* begin Page extract *
Americans compare Silvio Berlusconi to the wrong U.S. president.

Former Italian Prime Minister Silvio Berlusconi on April 26, 2011 in Rome, Italy. (Photo by Giorgio Cosulich/Getty Images)

Silvio Berlusconi, a fixture on the Italian political scene for decades who died this week at age 86, wasn’t the predecessor of Donald Trump. He was the successor to Bill Clinton and the predecessor to Harvey Weinstein. 

There was a time, and it was not ancient history, when the most gauche thing you could do in American political life was to take seriously Bill Clinton’s sexual misconduct. And that didn’t start with the Monica Lewinsky matter and Clinton’s impeachment for perjury and other misdeeds. It went all the way back to the Democratic primary and the 1992 election. We were told that Americans—Americans in general but conservatives in particular—were hostage to primitive, old-fashioned, Protestant-fundamentalist assumptions about sexual propriety. Great men, Clinton’s defenders said, have great appetites—look at John F. Kennedy!—and everybody in the world understands this except Americans. 

As Anne Swardson wrote from France in the Washington Post in 1998: “It is widely agreed here that this sort of contretemps, whether justified or not, could not happen in France. The public not only tolerates the oft-stated, but unproven, fact that its leaders stray from the strictures of marriage, it does not care, and neither do the media.” A Europe correspondent reported a conversation with one of his overseas colleagues: “I asked how he would he feel if Wim Kok, the Dutch prime minister, confessed to having oral sex with a 21-year-old intern. ‘At his age? We’d all be proud of him.’”

The European attitude, we were lectured at the time, was “sophisticated.” To which I say: Bunga bunga.

We are all social conservatives now.

Americans think of world affairs almost exclusively as they relate to us and as they relate to us right now. So many are reading essays this week about how Berlusconi, a billionaire populist who based his fortune and a political career on finding new ways to squeeze the lemon of cultural resentment, was the type and the template of Donald Trump. That isn’t really fair to Berlusconi—yes, he was corrupt and venal, but, unlike Trump, he was pretty good at it: better at business than Trump, to be sure, with a net worth several times a high estimate of Trump’s, but also better at debauchery. Trump may have cheated on all of his wives and chased the occasional over-the-hill adult-film actress around a hotel room, but Berlusconi, true to his political forebears, thought of Caligula and said, “Hold my Peroni.” 

Actually, I don’t know if Berlusconi liked beer at all, but he did once share a bottle of ’75 Jeres de la Frontera—to be clear, that’s 1775—with Vladimir Putin on a tour of Russian-occupied Crimea. It wasn’t Berlusconi’s wine, of course—he just saw the bottle, which had been brought to Crimea by Count Mikhail Vorontsov during the reign of Catherine the Great, and opened it. That was Berlusconi’s way, whether the object of his appetite was a 240-year-old bottle of sherry or a 17-year-old prostitute. Putin was the same way, except he didn’t grab a bottle of wine from a cellar in Crimea but Crimea itself.
* end Page extract *
» Written task a
Arrange everything from the start of the listing down to the line containing "252 13 L 253" as a numbered list, omitting blank lines.
The commentary on Berlusconi and the listing have no connection to each other.
* begin Data supplied *
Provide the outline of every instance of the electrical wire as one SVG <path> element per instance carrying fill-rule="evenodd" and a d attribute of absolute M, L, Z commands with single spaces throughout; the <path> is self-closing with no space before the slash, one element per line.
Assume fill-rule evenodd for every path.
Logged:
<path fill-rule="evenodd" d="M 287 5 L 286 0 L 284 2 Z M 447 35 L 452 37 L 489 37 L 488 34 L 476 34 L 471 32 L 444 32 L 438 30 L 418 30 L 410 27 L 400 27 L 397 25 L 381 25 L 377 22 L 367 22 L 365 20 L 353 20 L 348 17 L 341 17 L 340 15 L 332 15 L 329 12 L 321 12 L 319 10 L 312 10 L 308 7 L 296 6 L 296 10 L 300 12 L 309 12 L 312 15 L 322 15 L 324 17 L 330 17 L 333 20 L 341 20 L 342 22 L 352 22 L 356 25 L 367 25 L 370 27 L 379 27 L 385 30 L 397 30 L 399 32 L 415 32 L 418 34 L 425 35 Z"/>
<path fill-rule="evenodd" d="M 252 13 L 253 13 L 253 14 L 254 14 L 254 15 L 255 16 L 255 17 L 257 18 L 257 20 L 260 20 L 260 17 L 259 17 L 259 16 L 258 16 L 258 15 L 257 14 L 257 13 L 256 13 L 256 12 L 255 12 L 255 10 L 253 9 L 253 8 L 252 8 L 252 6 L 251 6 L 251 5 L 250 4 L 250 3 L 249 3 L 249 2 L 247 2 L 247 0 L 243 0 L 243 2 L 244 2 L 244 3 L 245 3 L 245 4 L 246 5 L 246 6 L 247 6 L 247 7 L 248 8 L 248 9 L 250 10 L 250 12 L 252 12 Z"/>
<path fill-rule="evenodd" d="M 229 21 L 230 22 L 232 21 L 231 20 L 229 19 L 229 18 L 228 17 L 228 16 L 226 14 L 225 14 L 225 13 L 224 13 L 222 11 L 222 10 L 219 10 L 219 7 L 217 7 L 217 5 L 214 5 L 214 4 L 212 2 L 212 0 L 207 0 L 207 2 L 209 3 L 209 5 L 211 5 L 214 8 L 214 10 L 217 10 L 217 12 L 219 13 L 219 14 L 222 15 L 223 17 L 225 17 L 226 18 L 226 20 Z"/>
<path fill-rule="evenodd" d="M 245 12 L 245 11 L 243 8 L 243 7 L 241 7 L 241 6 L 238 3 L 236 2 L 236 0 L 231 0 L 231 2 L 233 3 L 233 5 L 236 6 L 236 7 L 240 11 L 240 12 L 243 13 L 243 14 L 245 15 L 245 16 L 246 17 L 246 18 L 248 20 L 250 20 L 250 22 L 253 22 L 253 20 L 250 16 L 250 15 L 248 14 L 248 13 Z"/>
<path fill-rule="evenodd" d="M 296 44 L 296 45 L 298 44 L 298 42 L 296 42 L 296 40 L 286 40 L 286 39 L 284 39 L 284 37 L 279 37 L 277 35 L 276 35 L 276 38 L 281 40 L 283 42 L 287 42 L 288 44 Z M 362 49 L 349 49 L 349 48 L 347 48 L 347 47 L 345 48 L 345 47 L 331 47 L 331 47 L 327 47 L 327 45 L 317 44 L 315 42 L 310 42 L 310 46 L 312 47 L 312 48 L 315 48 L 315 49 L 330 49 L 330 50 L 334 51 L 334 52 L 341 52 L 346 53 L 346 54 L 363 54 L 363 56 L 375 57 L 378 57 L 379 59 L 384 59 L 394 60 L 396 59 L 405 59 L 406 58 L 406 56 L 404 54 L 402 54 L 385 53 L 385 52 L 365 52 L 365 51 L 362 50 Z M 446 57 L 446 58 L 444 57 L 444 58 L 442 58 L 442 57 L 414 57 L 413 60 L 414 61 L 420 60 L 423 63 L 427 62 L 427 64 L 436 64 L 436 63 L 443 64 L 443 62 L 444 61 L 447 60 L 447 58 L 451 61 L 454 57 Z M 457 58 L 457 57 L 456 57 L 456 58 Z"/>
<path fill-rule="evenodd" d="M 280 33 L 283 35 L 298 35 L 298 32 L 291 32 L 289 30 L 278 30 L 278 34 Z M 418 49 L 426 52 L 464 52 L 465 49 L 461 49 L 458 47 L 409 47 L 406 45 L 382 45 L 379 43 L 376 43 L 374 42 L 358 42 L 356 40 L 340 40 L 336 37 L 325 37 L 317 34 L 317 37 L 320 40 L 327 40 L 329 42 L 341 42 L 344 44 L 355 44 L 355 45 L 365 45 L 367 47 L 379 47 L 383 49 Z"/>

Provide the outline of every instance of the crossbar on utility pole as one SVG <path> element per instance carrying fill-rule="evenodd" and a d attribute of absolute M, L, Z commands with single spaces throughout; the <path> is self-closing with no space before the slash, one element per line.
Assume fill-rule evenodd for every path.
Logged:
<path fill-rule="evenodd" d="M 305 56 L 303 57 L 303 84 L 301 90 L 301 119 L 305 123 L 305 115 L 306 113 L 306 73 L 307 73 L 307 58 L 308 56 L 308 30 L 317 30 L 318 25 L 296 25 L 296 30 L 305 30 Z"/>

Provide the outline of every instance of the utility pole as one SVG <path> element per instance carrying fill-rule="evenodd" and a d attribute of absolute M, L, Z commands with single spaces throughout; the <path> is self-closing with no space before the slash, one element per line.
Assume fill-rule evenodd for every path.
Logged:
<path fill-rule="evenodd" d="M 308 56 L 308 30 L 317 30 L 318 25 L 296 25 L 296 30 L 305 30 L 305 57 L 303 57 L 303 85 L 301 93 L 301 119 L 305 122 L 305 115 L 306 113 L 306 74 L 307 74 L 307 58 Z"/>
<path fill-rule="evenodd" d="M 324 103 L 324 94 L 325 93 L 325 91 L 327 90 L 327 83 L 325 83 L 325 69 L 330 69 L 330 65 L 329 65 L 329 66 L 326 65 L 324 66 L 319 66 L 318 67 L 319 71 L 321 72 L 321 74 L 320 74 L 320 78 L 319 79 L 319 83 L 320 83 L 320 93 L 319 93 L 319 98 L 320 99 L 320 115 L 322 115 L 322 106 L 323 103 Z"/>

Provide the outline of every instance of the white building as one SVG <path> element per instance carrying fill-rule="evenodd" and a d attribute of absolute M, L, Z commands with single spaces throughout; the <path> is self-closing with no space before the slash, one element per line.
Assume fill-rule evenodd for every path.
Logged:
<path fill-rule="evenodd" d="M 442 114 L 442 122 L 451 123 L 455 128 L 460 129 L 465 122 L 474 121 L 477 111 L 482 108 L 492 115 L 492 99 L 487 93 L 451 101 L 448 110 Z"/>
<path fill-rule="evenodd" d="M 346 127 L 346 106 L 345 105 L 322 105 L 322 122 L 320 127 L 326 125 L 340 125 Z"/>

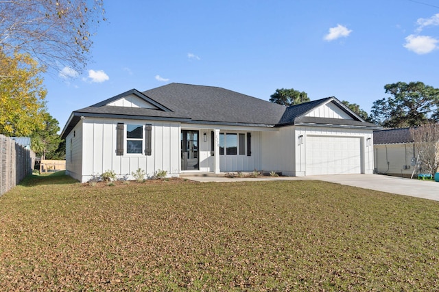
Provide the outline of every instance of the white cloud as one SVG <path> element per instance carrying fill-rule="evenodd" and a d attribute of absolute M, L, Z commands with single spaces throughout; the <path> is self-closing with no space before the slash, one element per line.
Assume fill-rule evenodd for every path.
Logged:
<path fill-rule="evenodd" d="M 106 81 L 110 79 L 105 72 L 102 70 L 95 71 L 94 70 L 88 70 L 88 78 L 91 79 L 91 82 L 100 83 Z"/>
<path fill-rule="evenodd" d="M 416 31 L 421 31 L 424 27 L 439 25 L 439 13 L 434 14 L 429 18 L 418 18 L 416 21 L 418 28 Z"/>
<path fill-rule="evenodd" d="M 187 53 L 187 57 L 189 58 L 189 59 L 198 59 L 198 60 L 201 59 L 200 58 L 200 57 L 198 57 L 196 55 L 193 54 L 192 53 Z"/>
<path fill-rule="evenodd" d="M 58 73 L 58 76 L 60 77 L 68 79 L 69 78 L 76 78 L 79 75 L 79 73 L 74 69 L 70 67 L 65 66 Z"/>
<path fill-rule="evenodd" d="M 123 71 L 126 72 L 127 73 L 128 73 L 129 75 L 133 75 L 133 72 L 131 70 L 131 69 L 130 69 L 128 67 L 125 67 L 123 68 Z"/>
<path fill-rule="evenodd" d="M 337 25 L 335 27 L 331 27 L 329 33 L 324 36 L 324 40 L 329 42 L 337 40 L 340 38 L 346 38 L 352 32 L 352 30 L 341 25 Z"/>
<path fill-rule="evenodd" d="M 418 55 L 427 54 L 438 49 L 438 40 L 428 36 L 411 34 L 405 38 L 404 47 Z"/>
<path fill-rule="evenodd" d="M 156 80 L 158 81 L 169 81 L 169 78 L 163 78 L 161 77 L 160 75 L 156 75 Z"/>

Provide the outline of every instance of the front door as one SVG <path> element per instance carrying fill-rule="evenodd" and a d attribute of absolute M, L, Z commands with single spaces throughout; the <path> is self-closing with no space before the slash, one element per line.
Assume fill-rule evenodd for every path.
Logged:
<path fill-rule="evenodd" d="M 198 131 L 181 131 L 181 170 L 198 170 Z"/>

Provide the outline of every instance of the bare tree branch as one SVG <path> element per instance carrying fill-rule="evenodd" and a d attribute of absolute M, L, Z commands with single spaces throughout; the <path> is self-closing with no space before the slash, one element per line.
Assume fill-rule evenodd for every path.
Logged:
<path fill-rule="evenodd" d="M 27 53 L 49 68 L 82 70 L 93 44 L 91 36 L 104 21 L 104 0 L 0 1 L 0 50 L 7 55 Z"/>

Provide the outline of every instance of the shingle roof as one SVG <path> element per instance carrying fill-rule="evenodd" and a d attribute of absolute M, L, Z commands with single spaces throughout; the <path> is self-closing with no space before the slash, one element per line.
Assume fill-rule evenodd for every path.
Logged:
<path fill-rule="evenodd" d="M 121 97 L 134 94 L 158 109 L 106 105 Z M 320 105 L 332 102 L 353 120 L 305 117 Z M 329 97 L 291 107 L 284 107 L 224 88 L 170 83 L 140 92 L 131 90 L 90 107 L 74 111 L 62 131 L 66 136 L 81 116 L 111 118 L 175 120 L 190 123 L 253 127 L 281 127 L 311 123 L 341 127 L 375 127 L 364 122 L 335 97 Z"/>
<path fill-rule="evenodd" d="M 410 128 L 387 129 L 373 132 L 374 144 L 413 142 Z"/>
<path fill-rule="evenodd" d="M 30 137 L 11 137 L 12 140 L 22 146 L 30 146 Z"/>
<path fill-rule="evenodd" d="M 193 121 L 274 125 L 285 107 L 226 89 L 171 83 L 143 92 Z"/>

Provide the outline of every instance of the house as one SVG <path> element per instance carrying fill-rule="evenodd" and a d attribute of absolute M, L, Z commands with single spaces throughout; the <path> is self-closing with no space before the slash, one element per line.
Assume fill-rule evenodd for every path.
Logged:
<path fill-rule="evenodd" d="M 107 170 L 372 173 L 372 131 L 335 97 L 284 107 L 224 88 L 170 83 L 74 111 L 62 132 L 67 173 Z"/>
<path fill-rule="evenodd" d="M 375 173 L 412 176 L 417 152 L 410 128 L 374 131 L 373 148 Z"/>

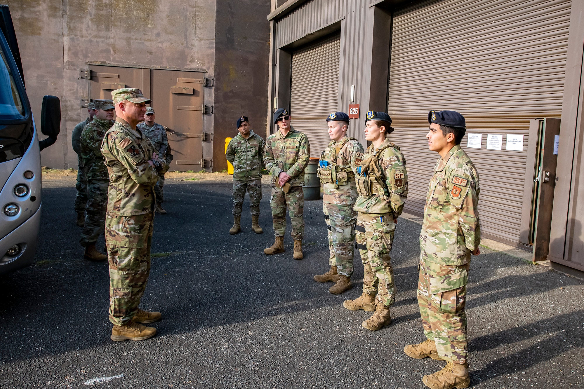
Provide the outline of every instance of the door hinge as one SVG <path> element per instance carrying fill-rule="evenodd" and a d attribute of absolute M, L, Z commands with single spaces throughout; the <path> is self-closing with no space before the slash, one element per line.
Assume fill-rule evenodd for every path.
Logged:
<path fill-rule="evenodd" d="M 91 79 L 91 71 L 89 69 L 82 69 L 79 71 L 79 78 Z"/>

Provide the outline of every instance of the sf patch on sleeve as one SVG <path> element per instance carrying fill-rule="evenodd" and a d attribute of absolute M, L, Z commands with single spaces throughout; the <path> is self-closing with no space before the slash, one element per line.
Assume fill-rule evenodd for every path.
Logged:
* end Data supplied *
» Written task b
In the commentary on Berlusconi, why does the writer call it unfair to Berlusconi to treat him as the template for Donald Trump?

» Result a
1. Provide the outline of every instance of the electrical wire as one SVG <path> element per instance carrying fill-rule="evenodd" and a d attribute of absolute M, L, Z commands with single spaces throughout; the <path> is self-closing with no space before the slash, one element per line.
2. Assume fill-rule evenodd for every path.
3. Logged:
4. <path fill-rule="evenodd" d="M 287 5 L 286 0 L 284 2 Z M 447 35 L 452 37 L 489 37 L 488 34 L 476 34 L 471 32 L 444 32 L 438 30 L 418 30 L 410 27 L 400 27 L 397 25 L 381 25 L 377 22 L 367 22 L 365 20 L 353 20 L 348 17 L 341 17 L 340 15 L 332 15 L 329 12 L 321 12 L 319 10 L 312 10 L 308 7 L 296 6 L 296 10 L 300 12 L 309 12 L 312 15 L 322 15 L 324 17 L 330 17 L 333 20 L 341 20 L 342 22 L 352 22 L 356 25 L 367 25 L 370 27 L 379 27 L 385 30 L 397 30 L 399 32 L 415 32 L 418 34 L 425 35 Z"/>
5. <path fill-rule="evenodd" d="M 252 13 L 253 13 L 253 14 L 254 14 L 254 15 L 255 16 L 255 17 L 257 18 L 257 20 L 260 20 L 260 17 L 259 17 L 259 16 L 258 16 L 258 15 L 257 14 L 257 13 L 256 13 L 256 12 L 255 12 L 255 10 L 253 9 L 253 8 L 252 8 L 252 6 L 251 6 L 251 5 L 250 4 L 250 3 L 249 3 L 249 2 L 247 2 L 247 0 L 243 0 L 243 2 L 244 2 L 244 3 L 245 3 L 245 4 L 246 5 L 246 6 L 247 6 L 247 7 L 248 8 L 248 9 L 250 10 L 250 12 L 252 12 Z"/>

» Result b
Although Berlusconi was corrupt and venal, he was better at it than Trump. His net worth was several times a high estimate of Trump's, which made him the better businessman, and he also outdid Trump at debauchery.